Excerpts of location labeling data
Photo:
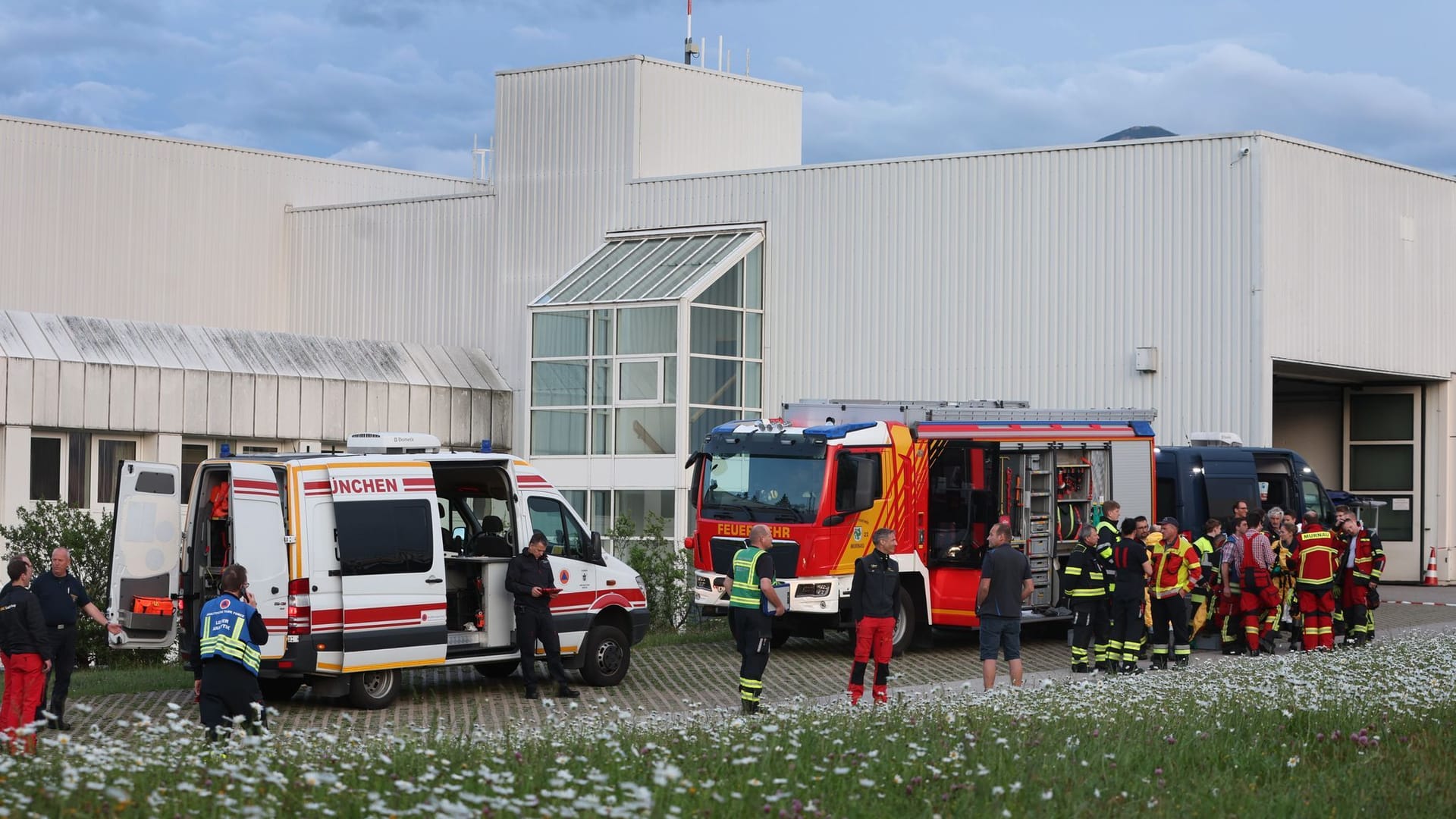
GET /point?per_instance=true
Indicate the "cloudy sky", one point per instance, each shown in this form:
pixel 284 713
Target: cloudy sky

Exercise brief — Update the lines above so that every "cloudy sky" becomes "overcast sky" and nothing else changes. Omit the pictures from your answer.

Solution for this task —
Photo:
GET /point?per_instance=true
Indicate the "overcast sky", one point per instance, each shown in this form:
pixel 284 713
Target: overcast sky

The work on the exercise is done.